== DATA FOR THE TASK ==

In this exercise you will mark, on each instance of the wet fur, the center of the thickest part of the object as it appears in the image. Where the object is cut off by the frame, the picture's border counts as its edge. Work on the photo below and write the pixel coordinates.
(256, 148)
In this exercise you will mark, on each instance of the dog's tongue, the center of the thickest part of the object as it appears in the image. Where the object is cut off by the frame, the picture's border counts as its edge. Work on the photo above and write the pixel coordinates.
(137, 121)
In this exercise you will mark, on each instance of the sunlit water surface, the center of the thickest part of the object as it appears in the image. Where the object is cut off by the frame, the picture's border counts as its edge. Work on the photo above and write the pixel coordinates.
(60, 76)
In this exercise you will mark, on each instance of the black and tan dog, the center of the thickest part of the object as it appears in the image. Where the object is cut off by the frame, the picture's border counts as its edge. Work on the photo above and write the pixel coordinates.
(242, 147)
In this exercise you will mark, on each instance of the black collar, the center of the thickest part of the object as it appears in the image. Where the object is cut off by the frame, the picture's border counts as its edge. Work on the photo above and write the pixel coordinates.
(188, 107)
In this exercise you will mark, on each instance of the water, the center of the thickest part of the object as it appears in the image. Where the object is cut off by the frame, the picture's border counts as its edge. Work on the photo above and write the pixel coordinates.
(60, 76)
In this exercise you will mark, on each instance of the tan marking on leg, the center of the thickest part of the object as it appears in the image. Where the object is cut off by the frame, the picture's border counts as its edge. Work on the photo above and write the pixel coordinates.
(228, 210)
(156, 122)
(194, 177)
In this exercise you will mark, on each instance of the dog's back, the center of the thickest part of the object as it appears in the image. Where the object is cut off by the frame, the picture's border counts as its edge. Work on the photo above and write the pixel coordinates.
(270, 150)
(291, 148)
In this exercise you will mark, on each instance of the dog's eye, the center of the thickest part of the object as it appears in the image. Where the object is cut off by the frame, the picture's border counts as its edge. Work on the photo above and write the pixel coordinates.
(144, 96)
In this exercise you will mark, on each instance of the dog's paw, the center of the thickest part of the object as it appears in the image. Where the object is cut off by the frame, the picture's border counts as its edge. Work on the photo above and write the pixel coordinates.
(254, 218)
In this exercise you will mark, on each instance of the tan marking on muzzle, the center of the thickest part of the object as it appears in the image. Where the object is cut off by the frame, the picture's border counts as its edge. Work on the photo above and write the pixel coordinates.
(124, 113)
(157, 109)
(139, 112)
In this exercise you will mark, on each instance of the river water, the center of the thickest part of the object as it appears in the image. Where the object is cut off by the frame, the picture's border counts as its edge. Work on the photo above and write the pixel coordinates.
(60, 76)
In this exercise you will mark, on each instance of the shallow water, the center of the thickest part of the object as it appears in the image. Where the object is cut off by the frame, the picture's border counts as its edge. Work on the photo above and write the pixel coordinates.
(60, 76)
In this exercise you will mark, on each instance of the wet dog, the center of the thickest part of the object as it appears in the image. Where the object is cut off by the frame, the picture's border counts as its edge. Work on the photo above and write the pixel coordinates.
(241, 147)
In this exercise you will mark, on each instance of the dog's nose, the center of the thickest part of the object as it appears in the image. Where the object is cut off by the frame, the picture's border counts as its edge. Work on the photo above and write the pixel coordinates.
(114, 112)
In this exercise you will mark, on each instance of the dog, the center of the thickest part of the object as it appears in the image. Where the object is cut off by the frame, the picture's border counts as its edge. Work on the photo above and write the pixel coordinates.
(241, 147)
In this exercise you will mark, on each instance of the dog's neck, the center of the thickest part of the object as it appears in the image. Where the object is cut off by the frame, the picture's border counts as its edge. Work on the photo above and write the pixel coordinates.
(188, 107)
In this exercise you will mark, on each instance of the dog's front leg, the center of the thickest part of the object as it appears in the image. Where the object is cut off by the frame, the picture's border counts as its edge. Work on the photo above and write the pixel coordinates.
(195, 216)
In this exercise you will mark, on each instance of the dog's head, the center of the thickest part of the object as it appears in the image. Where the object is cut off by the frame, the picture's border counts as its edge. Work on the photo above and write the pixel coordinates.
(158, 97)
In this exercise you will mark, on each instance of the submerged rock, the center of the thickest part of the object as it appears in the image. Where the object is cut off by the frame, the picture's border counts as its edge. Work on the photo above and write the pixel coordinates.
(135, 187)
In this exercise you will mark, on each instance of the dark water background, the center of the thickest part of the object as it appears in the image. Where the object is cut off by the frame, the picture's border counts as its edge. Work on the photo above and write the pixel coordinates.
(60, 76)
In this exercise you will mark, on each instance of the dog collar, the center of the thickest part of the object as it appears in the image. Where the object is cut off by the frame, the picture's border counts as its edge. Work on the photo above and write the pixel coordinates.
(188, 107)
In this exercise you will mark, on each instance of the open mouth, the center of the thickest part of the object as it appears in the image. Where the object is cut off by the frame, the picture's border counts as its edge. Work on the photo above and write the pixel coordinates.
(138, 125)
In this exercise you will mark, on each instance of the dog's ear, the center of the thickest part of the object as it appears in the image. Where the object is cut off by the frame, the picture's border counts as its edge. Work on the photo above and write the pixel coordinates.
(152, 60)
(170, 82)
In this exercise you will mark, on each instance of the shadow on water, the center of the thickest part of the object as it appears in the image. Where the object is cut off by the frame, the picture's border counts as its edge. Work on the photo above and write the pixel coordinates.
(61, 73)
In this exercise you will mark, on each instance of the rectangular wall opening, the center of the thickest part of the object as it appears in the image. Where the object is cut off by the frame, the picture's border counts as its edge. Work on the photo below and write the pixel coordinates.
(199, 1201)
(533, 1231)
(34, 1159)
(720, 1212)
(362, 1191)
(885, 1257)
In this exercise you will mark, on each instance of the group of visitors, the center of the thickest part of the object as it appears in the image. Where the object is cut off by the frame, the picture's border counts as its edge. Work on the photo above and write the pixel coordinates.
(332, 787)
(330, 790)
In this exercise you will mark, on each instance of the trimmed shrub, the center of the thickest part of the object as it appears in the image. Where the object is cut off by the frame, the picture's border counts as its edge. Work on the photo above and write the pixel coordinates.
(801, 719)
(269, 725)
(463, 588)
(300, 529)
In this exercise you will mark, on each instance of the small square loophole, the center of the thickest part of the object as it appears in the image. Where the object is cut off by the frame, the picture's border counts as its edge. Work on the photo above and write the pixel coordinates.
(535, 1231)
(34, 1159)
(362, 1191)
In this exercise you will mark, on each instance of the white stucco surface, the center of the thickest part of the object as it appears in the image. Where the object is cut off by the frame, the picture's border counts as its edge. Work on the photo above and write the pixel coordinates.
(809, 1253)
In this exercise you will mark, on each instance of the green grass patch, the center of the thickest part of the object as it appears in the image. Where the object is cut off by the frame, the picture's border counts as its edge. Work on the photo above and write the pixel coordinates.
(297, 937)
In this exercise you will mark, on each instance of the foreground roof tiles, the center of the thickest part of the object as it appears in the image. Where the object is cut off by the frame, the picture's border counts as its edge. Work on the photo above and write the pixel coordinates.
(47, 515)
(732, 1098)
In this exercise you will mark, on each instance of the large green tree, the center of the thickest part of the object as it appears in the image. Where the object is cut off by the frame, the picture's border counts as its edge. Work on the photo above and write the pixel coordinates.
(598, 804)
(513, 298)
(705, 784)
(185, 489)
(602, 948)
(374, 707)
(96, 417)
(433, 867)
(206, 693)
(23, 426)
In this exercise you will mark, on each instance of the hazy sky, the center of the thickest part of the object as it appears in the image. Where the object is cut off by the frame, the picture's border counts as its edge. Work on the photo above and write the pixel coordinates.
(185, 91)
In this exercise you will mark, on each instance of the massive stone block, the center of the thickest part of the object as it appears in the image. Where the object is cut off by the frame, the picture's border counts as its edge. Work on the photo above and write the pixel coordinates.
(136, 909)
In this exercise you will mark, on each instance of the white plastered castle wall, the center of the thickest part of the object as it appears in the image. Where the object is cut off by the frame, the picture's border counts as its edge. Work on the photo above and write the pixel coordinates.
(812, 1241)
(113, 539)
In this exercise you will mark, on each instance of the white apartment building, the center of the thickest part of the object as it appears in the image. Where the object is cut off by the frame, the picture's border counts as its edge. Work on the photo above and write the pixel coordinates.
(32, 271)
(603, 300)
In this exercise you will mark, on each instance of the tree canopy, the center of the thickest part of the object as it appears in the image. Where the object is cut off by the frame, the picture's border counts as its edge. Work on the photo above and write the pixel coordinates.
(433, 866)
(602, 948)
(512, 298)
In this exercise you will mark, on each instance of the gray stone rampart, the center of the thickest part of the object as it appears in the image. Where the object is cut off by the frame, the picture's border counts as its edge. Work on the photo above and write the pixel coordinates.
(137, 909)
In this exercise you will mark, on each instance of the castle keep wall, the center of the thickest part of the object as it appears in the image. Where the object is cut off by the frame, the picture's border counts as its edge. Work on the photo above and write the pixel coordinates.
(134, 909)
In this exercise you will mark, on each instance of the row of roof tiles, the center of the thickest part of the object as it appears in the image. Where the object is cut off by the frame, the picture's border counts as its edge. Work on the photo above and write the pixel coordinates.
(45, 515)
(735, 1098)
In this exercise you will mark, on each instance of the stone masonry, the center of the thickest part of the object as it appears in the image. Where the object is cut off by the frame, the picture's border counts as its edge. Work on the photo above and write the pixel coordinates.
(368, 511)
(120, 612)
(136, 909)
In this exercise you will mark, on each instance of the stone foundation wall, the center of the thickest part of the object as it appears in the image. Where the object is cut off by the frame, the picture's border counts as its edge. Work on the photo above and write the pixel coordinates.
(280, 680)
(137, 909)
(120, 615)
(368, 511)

===

- JOB
Please print, word for word, the lines from the one containing "the stone foundation" through the last line above.

- WRITTEN SOLUTION
In this exercise you will mark, on each instance of the stone foundation wall, the center of the thickest part of the object as it appears in the image. Where the object is cut off by the frame, the picture's border counts as its edge. Work on the photo above and write the pixel coordinates.
(280, 680)
(137, 909)
(120, 615)
(368, 511)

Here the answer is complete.